--- SUPPLIED RECORDS ---

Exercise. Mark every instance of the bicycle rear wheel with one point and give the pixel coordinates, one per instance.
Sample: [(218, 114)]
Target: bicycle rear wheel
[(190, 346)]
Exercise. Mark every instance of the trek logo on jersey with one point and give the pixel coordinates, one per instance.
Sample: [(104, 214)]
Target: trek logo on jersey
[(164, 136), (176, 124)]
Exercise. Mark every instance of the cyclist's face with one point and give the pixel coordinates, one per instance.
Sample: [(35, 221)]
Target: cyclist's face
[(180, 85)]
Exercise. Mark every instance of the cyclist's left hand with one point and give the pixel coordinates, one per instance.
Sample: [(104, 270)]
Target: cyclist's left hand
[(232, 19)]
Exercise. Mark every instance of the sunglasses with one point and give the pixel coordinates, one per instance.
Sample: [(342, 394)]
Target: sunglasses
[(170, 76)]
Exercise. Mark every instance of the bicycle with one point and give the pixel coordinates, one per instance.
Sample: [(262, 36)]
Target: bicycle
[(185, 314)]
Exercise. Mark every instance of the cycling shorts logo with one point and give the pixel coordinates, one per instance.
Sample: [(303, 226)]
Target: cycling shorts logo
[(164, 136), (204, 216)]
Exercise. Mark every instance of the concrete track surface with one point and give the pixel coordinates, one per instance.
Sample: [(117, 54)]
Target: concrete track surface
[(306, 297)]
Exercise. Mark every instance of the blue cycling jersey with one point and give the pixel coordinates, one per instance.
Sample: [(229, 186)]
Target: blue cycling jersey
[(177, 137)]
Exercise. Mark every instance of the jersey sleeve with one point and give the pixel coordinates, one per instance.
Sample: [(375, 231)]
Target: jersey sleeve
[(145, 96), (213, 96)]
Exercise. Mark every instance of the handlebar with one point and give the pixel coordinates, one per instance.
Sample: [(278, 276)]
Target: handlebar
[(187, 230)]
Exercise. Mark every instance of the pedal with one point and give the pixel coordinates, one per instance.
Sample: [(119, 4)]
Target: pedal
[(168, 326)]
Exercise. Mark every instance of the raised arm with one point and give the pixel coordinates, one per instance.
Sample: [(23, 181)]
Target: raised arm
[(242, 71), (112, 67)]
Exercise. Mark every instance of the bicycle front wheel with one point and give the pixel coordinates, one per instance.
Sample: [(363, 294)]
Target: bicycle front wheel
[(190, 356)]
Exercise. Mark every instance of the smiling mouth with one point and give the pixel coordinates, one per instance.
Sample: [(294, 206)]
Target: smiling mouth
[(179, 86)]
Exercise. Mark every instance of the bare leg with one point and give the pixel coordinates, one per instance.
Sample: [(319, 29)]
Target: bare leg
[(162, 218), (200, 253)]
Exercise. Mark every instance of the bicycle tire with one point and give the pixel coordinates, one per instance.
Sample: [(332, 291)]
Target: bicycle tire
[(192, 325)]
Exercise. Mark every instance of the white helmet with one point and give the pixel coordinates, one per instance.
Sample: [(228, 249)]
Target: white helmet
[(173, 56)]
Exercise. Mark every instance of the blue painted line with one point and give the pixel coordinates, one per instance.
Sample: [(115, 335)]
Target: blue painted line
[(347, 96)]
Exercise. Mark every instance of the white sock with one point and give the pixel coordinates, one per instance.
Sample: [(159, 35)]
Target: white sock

---

Update the records from the line with "Exercise. Mark every instance of the cyclist's left" up to and including the line with "[(185, 314)]", changing "sunglasses" to "goggles" and leaving the rest of those lines unchanged. Give back only those lines.

**EXERCISE ANSWER**
Exercise. Mark every instance of the cyclist's left hand with one point and give the pixel coordinates, one per instance.
Sample: [(104, 270)]
Target: cyclist's left hand
[(232, 19)]
Exercise. Mark every instance of the goggles with one point and give the pixel coordinates, one per instance.
Sample: [(342, 394)]
Target: goggles
[(170, 76)]
Exercise. Mark every instance of the bicycle with one point and give the pixel coordinates, one per instance.
Sample: [(262, 36)]
Target: bicycle
[(185, 314)]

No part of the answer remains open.